For the next five years, PCI published articles, recorded podcasts and dedicated two expert-led panel discussions at our Coatings Trends & Technologies (CTT) Summit on the subject of digital transformation, and how, with these tools, companies were building the dataset needed for future AI-driven predictive chemistries and processes.
It is now time to see how AI can unlock entirely new opportunities and business models for enterprise R&D organizations. PCI is excited to reveal some real-world successes of AI-enabled coatings innovation during our keynote panel discussion at this year’s CTT Summit. This panel discussion explores how top innovators decided that their data was good enough to begin using AI, and how they are using it to reimagine their R&D and product development, capture and transfer knowledge from retiring experts to new chemists, improve outcomes for their customers and supply chain partners, and much more. Our panelists include Ken Kisner, Albert Invent; Bryan Haltom, DyStar; Dheev Arulmani, Valdera; Alex Gardiner, Proleit by Schneider Electric; and Paul Snowwhite, Applied Molecules.

::::

### EXERCISE A
Reproduce the part of the CTT Summit passage that begins with the words containing "For the next" and ends with "chemistries and processes.".

### DATA

::::

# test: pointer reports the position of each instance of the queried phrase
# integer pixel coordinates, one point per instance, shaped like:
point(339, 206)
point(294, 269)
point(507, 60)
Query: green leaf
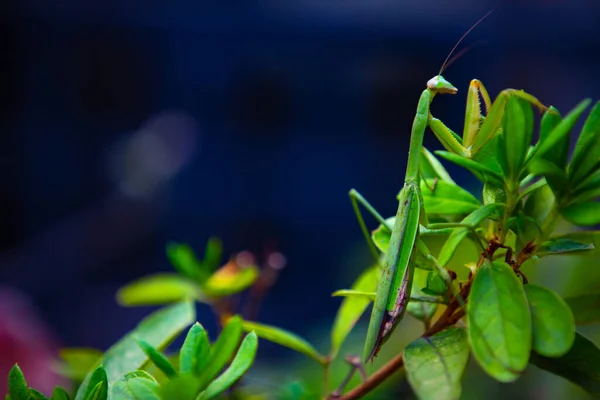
point(184, 261)
point(158, 289)
point(584, 214)
point(158, 329)
point(240, 364)
point(223, 350)
point(432, 168)
point(553, 324)
point(420, 310)
point(557, 135)
point(499, 322)
point(356, 294)
point(352, 308)
point(517, 126)
point(60, 394)
point(17, 385)
point(158, 359)
point(585, 161)
point(78, 362)
point(581, 365)
point(585, 308)
point(457, 236)
point(447, 198)
point(562, 246)
point(136, 385)
point(36, 395)
point(194, 351)
point(435, 365)
point(558, 154)
point(473, 166)
point(97, 388)
point(230, 279)
point(284, 338)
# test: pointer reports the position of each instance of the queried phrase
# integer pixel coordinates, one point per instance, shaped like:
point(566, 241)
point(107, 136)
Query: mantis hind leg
point(357, 199)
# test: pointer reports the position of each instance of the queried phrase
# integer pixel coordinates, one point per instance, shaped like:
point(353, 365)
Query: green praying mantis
point(394, 286)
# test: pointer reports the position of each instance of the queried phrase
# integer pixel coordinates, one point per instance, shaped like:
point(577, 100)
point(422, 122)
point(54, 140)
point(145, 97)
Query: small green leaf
point(137, 385)
point(184, 261)
point(475, 167)
point(499, 322)
point(562, 246)
point(194, 351)
point(435, 365)
point(240, 364)
point(78, 361)
point(584, 214)
point(36, 395)
point(581, 365)
point(17, 385)
point(517, 126)
point(230, 279)
point(223, 350)
point(158, 329)
point(157, 358)
point(553, 325)
point(60, 394)
point(97, 388)
point(556, 136)
point(447, 198)
point(158, 289)
point(284, 338)
point(432, 168)
point(585, 308)
point(585, 160)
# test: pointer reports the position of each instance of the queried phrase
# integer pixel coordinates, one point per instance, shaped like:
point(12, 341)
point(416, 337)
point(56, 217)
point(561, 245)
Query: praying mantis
point(394, 285)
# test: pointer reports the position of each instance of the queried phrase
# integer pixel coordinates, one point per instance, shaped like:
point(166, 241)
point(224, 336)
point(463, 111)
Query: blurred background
point(124, 127)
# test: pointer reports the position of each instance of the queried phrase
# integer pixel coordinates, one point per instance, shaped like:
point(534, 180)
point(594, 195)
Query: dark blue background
point(296, 102)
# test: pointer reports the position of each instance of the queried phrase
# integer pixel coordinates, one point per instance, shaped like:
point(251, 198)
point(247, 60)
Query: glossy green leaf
point(558, 154)
point(584, 214)
point(17, 385)
point(284, 338)
point(562, 246)
point(158, 289)
point(157, 359)
point(97, 388)
point(435, 365)
point(474, 219)
point(499, 322)
point(230, 279)
point(136, 385)
point(517, 126)
point(473, 166)
point(78, 362)
point(585, 308)
point(553, 324)
point(352, 308)
point(60, 394)
point(440, 197)
point(240, 364)
point(585, 160)
point(158, 329)
point(562, 130)
point(223, 350)
point(581, 365)
point(432, 168)
point(184, 261)
point(194, 351)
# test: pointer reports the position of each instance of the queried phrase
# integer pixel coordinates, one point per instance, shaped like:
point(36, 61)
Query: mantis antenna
point(446, 62)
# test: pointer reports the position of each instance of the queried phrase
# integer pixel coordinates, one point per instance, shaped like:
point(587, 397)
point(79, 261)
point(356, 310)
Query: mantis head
point(438, 84)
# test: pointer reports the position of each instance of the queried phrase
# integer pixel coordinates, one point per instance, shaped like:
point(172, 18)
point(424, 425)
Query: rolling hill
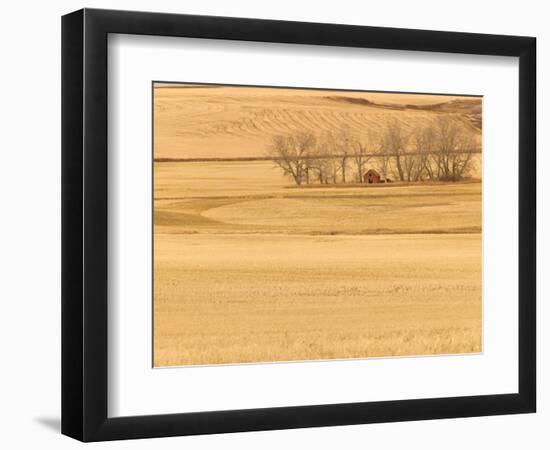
point(199, 121)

::::

### EXERCISE B
How many lines of the records contain the string "leaf", with case counting? Reply with the number only.

### EXERCISE RESPONSE A
For the next five years, PCI published articles, recorded podcasts and dedicated two expert-led panel discussions at our Coatings Trends & Technologies (CTT) Summit on the subject of digital transformation, and how, with these tools, companies were building the dataset needed for future AI-driven predictive chemistries and processes.

### EXERCISE RESPONSE B
3